◆ **Exercise description**
Set the pictures aside and set down only the lines from the line holding "Report each location" through the end of the entries below, ends included.

◆ **Stored data**
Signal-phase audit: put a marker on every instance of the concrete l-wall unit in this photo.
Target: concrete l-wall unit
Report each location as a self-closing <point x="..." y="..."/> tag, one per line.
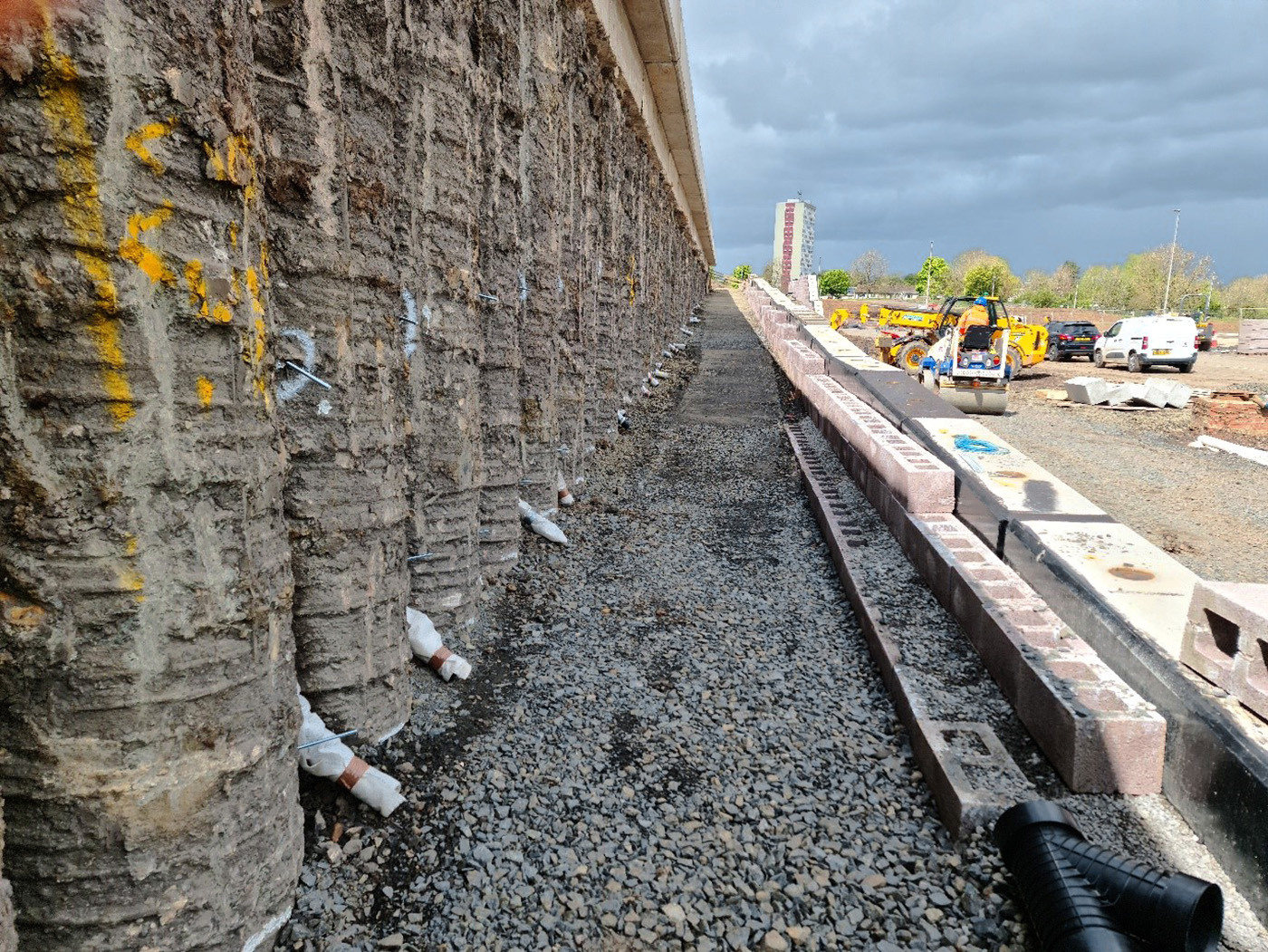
<point x="1126" y="599"/>
<point x="291" y="294"/>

◆ **Output**
Report each location as a self-closing <point x="..." y="..."/> tag, one per line.
<point x="1126" y="599"/>
<point x="291" y="294"/>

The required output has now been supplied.